TASKS AND EXERCISES:
- 1) Decide whether each statement agrees with the passage on the Generose Building addition, answering yes or no and quoting the words that settle it: (a) The Generose Building was built in 1993. (b) The 122 EUI target is higher than the benchmark for a similar new building. (c) Mayo Clinic reached its 2011 energy goal right on schedule in 2020.
- 2) According to the passage on the Generose Building addition, why were energy efficiency targets written into the design and construction contracts from the start?

TEXT BLOCK:
##############################
The three-story addition underway at Mayo Clinic’s Generose Building in Rochester is a showcase — and an experiment — in a new way to reduce energy consumption.
For the first time at Mayo Clinic, energy efficiency targets were detailed in contracts for the project design and construction in a strategy called "performance-based procurement."
Karen Finneman Killinger, a member of Facilities Project Services and leader of the Generose project team, says that energy efficiency is often not seriously considered until after the building design phase. "By having the goals and shared accountability laid out at the beginning, we’ll be able to work together to reduce the building’s energy consumption in ways that might otherwise have been overlooked," she says.
The Generose Building, part of Mayo Clinic Hospital on Saint Marys Campus, offers a controlled experiment of sorts. Built in 1993, the Generose Building has an energy use intensity, or EUI, of 153. Energy use intensity is a standard measurement of energy use per square foot per year. The Generose team benchmarked energy use of other Mayo Clinic buildings in Rochester and other healthcare buildings in similar climates, and found the EUI benchmark for a new building similar to the Generose Building is 130.
The Generose team set a 122 EUI target, which is a 20 percent reduction from the existing Generose Building and lower than a similar new build.
A 20 percent reduction is significant, says Brett Gorden, who is responsible for energy management on the Rochester campus. Mayo Clinic set a goal in 2011 to reduce energy consumption 20 percent by 2020. That goal, which was reached two years ahead of schedule, has already saved Mayo $35.5 million and will save Mayo up to $7.9 million annually.
The new goal for the Rochester campus is a 30 percent energy consumption reduction by 2025. "As our facilities become more efficient, it will be more of a challenge to find ways to improve," says Gorden. "This type of creative project underway at Generose will help get us there."
##############################
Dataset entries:
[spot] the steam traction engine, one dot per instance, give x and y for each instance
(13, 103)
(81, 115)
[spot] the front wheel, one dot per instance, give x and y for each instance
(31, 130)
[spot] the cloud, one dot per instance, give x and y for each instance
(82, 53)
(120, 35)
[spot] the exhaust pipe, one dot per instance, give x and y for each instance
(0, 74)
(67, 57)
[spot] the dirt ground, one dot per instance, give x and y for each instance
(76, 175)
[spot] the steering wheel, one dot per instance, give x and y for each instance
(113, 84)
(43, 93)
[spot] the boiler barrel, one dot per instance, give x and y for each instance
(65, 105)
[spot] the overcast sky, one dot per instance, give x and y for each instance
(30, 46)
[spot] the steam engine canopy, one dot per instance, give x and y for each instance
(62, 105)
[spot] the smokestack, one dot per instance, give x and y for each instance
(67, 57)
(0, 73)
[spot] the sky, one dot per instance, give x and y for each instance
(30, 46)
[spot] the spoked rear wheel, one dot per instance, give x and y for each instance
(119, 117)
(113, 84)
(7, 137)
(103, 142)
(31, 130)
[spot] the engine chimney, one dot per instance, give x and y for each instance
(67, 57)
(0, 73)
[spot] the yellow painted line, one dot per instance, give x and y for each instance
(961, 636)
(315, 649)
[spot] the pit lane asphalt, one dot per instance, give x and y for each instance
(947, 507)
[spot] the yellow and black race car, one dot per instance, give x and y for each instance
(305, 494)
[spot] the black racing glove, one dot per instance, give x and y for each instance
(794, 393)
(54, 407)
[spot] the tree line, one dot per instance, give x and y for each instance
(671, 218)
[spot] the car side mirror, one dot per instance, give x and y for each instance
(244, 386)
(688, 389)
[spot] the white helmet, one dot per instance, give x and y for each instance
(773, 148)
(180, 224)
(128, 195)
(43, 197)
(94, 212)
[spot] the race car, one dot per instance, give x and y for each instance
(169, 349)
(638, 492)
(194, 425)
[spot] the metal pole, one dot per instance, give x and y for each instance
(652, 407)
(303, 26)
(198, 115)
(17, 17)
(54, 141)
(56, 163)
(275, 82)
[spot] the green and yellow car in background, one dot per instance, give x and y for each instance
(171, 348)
##############################
PER-TASK ANSWERS:
- 1)
(a) Yes: "Built in 1993, the Generose Building has an energy use intensity, or EUI, of 153."
(b) No: "a 20 percent reduction from the existing Generose Building and lower than a similar new build."
(c) No: "That goal, which was reached two years ahead of schedule"

- 2) Energy efficiency is often not seriously considered until after the building design phase. Setting out the goals and shared accountability at the beginning lets the team work together to reduce the building's energy consumption in ways that might otherwise have been overlooked.